§ **Texte de la page**
═══

Je n’ai jamais envoyé autant de lettres à aucun autre correspondant, car elle était la meilleure parmi des êtres humains sélectionnés et précieux. Si vous comptez, cela fait 52 lettres sur quatre mois, soit une tous les 40 heures environ si mes calculs sont corrects pour une période de 93 jours. Ses messages m’ont aidé à construire une oasis de calme et de raison dans un monde de plus en plus intolérant, et je lui en serai toujours reconnaissant. Je ne peux m’empêcher de ressentir une dette envers Pita, et comme je ne suis pas du genre à ignorer mes dettes ou mes promesses, je devrai emprunter le chemin long et sinueux pour la remercier correctement de la bénédiction qu’elle a été pour mon existence si tendue.
Le 27 février, alors que le Chili commémorait le 10e anniversaire du tremblement de terre dévastateur – 8,8 Richter, IX Mercalli – qui avait détruit une grande partie du pays, tué 525 personnes et causé plus de 30 milliards de dollars de dommages, j’ai ouvert l’application et j’ai failli perdre pied, mais pas à cause d’une secousse commémorative. J’ai remarqué que son icône avait une bordure grise ; elle avait désactivé son compte, ce qui signifiait que je ne pouvais plus lui envoyer de lettres. Notre dernier contact remontait à 18 jours – ma réponse à son dernier message. Mon esprit est entré en surrégime, pensant à ce qui avait pu la pousser à prendre une telle mesure… sans explication tangible jusqu’à ce jour. Peut-être que je ne saurai jamais les raisons de son départ de Slowly, mais alors que mon incrédulité initiale s’est apaisée, je sais que je porterai les bons moments partagés avec elle jusqu’à ma tombe. Un fait, cependant, ne peut être contesté par aucune carte : son absence a laissé un vide immense dans mon esprit, un vide quasi impossible à combler, sauf par un miracle majeur.
Où que tu sois maintenant, chère Pita, sois assurée que je te garderai toujours comme la meilleure correspondante de toutes. Bon voyage, mon amie, et que ta vie soit désormais remplie uniquement de succès et de bonheur.

═══

Données de pointage ancrées dans l'image
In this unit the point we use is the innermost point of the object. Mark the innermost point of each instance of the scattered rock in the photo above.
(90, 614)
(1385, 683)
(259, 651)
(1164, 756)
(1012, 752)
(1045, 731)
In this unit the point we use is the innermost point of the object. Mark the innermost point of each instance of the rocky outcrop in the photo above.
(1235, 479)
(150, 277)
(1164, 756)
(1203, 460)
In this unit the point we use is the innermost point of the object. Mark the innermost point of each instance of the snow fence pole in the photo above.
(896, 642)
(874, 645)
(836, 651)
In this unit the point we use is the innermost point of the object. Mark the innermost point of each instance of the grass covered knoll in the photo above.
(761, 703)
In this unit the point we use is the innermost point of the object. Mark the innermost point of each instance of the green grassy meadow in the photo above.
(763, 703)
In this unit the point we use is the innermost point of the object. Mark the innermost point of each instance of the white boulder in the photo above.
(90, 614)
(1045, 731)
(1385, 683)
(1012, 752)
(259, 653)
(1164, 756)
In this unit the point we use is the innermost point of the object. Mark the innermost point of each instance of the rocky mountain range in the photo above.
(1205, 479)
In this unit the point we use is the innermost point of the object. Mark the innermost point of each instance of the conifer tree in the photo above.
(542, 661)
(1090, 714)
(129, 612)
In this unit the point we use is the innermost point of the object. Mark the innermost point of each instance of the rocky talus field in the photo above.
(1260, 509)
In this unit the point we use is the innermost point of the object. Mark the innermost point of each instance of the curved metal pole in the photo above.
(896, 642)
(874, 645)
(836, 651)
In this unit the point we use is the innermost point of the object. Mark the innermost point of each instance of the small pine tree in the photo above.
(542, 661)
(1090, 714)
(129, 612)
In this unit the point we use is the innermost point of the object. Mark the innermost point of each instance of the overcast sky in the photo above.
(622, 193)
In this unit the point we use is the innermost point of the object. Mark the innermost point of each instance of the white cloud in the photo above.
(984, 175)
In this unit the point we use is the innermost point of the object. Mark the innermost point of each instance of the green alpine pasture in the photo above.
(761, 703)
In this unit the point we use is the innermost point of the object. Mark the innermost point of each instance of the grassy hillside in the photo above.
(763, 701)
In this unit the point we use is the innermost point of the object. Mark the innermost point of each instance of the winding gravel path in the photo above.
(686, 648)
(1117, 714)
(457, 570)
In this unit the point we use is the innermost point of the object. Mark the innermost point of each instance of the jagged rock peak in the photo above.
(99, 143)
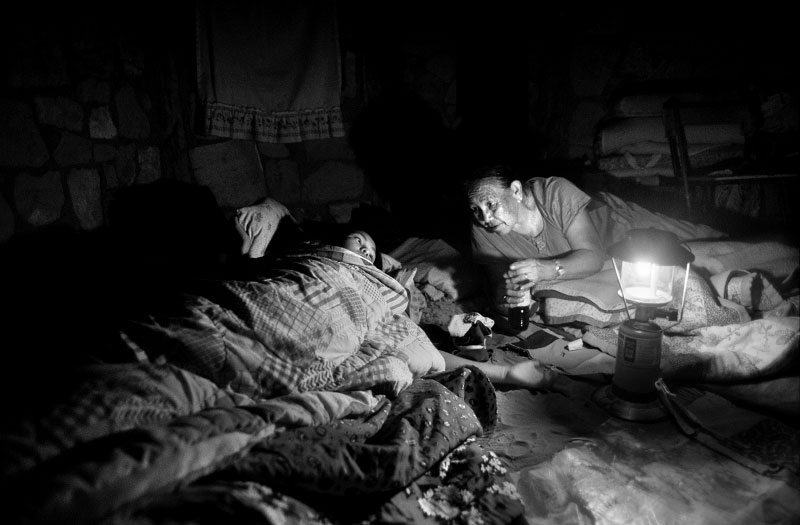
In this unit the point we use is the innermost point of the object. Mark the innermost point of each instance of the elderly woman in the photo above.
(530, 231)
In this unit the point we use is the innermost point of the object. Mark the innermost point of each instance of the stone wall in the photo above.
(92, 102)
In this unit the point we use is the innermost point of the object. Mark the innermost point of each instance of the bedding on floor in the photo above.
(296, 389)
(297, 395)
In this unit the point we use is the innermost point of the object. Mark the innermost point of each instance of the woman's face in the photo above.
(360, 243)
(494, 207)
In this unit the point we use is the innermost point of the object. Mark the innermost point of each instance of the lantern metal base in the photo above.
(639, 412)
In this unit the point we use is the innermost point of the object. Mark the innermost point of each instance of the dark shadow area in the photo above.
(409, 159)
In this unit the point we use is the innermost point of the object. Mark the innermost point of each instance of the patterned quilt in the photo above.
(300, 396)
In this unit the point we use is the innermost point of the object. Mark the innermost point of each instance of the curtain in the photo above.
(269, 71)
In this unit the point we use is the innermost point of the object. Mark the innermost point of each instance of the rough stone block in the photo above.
(6, 220)
(60, 112)
(133, 122)
(39, 200)
(232, 170)
(283, 180)
(21, 144)
(334, 181)
(328, 149)
(84, 191)
(101, 125)
(149, 165)
(73, 149)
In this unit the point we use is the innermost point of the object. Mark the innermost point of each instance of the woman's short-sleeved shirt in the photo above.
(559, 201)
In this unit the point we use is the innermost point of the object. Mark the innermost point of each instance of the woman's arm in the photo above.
(584, 258)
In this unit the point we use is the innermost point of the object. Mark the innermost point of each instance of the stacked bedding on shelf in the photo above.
(631, 141)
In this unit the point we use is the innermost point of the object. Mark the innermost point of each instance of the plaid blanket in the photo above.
(321, 318)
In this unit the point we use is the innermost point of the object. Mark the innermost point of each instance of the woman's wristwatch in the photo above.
(559, 268)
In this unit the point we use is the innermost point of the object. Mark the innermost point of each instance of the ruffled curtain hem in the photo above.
(236, 122)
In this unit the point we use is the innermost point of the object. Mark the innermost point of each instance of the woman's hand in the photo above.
(523, 275)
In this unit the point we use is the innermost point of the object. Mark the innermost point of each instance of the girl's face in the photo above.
(494, 207)
(361, 243)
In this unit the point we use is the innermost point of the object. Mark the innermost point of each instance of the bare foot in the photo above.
(529, 374)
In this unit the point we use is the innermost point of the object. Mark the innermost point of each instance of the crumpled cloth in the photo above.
(461, 323)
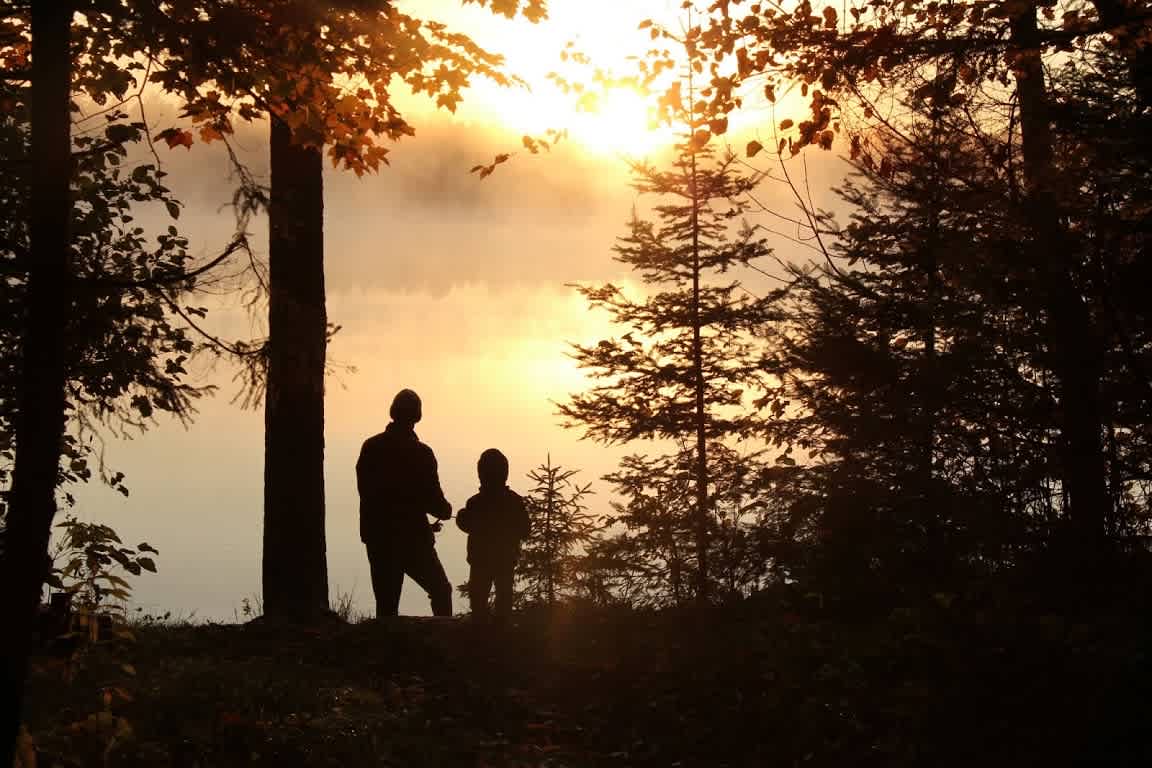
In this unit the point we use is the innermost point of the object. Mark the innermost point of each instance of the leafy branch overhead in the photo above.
(327, 73)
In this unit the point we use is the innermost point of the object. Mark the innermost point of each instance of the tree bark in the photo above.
(295, 561)
(702, 456)
(1073, 346)
(40, 412)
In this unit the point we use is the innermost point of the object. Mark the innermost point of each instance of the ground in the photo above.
(957, 682)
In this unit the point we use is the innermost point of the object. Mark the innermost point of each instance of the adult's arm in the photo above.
(433, 500)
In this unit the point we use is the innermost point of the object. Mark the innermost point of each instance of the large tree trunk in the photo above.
(1073, 344)
(295, 561)
(40, 415)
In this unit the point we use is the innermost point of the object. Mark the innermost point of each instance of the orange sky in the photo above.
(444, 283)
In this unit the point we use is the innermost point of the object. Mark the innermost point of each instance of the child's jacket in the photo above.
(495, 522)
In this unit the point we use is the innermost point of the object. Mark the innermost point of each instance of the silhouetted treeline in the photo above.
(922, 427)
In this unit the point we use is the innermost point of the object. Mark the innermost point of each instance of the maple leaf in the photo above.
(175, 137)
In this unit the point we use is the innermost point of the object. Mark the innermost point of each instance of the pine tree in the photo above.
(561, 527)
(688, 366)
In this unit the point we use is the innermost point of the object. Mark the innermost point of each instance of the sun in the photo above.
(618, 121)
(613, 121)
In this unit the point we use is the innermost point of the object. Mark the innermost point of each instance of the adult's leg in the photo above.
(423, 564)
(479, 585)
(387, 578)
(503, 579)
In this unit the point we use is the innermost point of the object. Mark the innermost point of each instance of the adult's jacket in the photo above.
(399, 487)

═══

§ **Énoncé 1**
D'après le texte sur Pita, combien de lettres ont été adressées à Pita en quatre mois ?
§ **Énoncé 2**
Reproduisez sans modification le passage du texte sur Pita qui s'ouvre sur les mots contenant « Où que tu sois » et se clôt sur « et de bonheur. ».

§ **Corrigé 1**
52 lettres.

§ **Corrigé 2**
Où que tu sois maintenant, chère Pita, sois assurée que je te garderai toujours comme la meilleure correspondante de toutes. Bon voyage, mon amie, et que ta vie soit désormais remplie uniquement de succès et de bonheur.